| Records to use |
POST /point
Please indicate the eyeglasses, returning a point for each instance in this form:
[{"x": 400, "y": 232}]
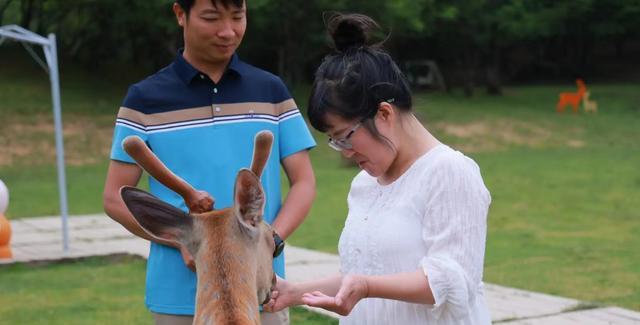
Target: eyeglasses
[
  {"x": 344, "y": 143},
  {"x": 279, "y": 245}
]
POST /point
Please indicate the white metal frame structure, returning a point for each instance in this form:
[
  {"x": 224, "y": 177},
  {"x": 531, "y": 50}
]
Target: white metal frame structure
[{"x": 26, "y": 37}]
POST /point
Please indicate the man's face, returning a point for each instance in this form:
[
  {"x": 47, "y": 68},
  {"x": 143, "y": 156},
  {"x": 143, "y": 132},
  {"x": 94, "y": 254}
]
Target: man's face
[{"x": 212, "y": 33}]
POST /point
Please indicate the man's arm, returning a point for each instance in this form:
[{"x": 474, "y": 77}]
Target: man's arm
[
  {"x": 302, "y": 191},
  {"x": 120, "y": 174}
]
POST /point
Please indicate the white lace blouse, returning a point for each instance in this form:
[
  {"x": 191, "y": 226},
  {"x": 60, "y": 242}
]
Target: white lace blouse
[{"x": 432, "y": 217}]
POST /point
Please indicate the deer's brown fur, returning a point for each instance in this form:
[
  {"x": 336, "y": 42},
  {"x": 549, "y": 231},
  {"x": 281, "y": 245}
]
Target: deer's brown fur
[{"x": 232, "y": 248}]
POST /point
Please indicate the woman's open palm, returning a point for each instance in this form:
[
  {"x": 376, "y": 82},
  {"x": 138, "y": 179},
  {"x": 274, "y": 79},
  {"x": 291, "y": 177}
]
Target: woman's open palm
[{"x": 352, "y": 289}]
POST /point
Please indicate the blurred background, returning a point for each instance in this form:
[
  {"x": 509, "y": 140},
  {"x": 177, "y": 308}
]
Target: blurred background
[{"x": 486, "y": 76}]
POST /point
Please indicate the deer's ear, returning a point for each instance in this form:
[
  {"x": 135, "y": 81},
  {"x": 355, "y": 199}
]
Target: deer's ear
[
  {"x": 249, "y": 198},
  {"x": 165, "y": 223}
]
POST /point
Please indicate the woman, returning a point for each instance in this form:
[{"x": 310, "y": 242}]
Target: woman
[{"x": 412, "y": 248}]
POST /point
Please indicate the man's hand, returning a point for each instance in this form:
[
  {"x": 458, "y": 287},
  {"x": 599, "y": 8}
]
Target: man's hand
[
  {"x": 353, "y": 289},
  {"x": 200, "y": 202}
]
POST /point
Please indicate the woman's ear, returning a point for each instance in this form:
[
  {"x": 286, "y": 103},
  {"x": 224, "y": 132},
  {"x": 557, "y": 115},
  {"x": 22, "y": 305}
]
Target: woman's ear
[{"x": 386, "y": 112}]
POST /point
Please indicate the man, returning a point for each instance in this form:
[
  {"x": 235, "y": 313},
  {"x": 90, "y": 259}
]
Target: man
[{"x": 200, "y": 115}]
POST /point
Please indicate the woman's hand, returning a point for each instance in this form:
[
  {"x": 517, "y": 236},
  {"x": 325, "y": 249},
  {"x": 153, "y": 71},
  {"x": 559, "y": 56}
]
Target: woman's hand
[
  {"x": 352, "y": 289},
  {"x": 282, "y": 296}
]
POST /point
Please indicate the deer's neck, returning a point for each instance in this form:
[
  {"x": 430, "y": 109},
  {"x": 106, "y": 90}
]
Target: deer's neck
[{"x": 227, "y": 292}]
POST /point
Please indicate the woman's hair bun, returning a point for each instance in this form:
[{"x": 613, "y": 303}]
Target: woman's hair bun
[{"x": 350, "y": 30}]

==

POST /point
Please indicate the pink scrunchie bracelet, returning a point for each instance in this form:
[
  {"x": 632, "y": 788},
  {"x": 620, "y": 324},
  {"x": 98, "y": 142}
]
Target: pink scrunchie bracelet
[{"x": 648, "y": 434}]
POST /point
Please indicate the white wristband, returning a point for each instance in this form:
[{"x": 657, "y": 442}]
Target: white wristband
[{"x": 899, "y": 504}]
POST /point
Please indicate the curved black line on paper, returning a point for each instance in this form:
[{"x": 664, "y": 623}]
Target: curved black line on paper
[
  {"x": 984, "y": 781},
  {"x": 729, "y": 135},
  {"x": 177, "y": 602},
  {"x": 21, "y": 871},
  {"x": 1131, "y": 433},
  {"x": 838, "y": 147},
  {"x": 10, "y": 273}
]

* * *

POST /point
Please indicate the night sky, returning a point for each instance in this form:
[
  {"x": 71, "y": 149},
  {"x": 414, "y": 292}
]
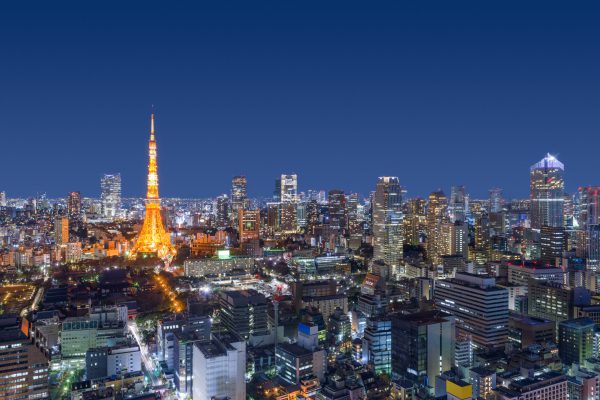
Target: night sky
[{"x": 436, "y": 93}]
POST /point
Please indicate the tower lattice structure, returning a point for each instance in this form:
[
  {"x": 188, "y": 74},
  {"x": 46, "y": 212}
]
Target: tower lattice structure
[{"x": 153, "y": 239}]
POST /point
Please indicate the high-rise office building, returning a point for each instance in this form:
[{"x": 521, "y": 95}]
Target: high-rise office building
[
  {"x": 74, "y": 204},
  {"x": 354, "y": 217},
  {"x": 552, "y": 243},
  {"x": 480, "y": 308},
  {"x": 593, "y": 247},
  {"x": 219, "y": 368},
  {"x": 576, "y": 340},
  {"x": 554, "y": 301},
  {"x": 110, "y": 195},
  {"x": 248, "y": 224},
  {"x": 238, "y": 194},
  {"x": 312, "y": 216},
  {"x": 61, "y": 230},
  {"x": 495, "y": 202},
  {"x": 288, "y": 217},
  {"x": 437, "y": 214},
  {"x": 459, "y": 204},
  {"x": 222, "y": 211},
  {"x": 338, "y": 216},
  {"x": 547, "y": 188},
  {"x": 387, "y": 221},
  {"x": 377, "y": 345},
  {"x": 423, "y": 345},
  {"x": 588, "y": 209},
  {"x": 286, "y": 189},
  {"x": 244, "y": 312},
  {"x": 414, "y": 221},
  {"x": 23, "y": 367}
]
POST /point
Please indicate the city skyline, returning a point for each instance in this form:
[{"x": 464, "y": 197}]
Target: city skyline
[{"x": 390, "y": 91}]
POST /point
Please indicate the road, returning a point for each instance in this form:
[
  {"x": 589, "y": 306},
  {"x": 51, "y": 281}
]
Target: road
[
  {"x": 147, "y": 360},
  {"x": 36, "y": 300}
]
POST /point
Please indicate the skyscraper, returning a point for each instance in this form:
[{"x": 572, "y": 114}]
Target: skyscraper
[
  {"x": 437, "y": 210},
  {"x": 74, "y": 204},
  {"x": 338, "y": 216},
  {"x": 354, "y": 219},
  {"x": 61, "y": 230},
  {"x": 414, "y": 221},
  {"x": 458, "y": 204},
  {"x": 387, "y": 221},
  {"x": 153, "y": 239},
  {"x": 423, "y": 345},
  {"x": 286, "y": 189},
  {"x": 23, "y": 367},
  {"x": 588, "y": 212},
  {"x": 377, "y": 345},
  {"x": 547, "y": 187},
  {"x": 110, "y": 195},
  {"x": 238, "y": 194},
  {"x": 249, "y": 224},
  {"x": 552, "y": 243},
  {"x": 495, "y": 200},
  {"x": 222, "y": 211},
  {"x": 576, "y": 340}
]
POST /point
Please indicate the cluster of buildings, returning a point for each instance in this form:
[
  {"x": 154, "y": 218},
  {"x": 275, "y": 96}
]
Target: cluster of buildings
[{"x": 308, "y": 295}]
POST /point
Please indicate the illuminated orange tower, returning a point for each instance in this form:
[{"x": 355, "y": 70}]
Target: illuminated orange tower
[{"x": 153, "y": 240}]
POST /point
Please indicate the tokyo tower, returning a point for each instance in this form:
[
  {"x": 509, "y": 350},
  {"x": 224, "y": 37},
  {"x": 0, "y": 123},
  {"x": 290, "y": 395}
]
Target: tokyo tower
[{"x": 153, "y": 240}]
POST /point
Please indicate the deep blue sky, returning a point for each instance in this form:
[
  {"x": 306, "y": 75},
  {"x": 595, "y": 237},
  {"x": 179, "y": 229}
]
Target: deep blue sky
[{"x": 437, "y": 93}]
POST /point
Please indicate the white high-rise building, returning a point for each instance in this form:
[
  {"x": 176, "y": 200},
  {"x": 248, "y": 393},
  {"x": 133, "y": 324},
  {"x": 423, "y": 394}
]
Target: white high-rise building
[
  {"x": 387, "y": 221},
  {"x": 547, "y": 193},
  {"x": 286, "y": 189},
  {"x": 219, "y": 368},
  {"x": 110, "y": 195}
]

| Task to carry out |
Pick out every line in the items above that contains the word "woman" and copy each of those lines. Case counts.

| Full output |
Please indicate the woman's open palm, returning a point for each instance in this form:
Target: woman's open palm
Please indicate the woman, returning a point for each instance in this form:
Target: woman
Please indicate the woman's ear, returning a point for each instance in this form:
Target: woman's ear
Please indicate the woman's hand, returning a point for each instance in this form:
Target: woman's hand
Please indicate the woman's hair bun, returning a point for each instance in this form:
Target: woman's hair bun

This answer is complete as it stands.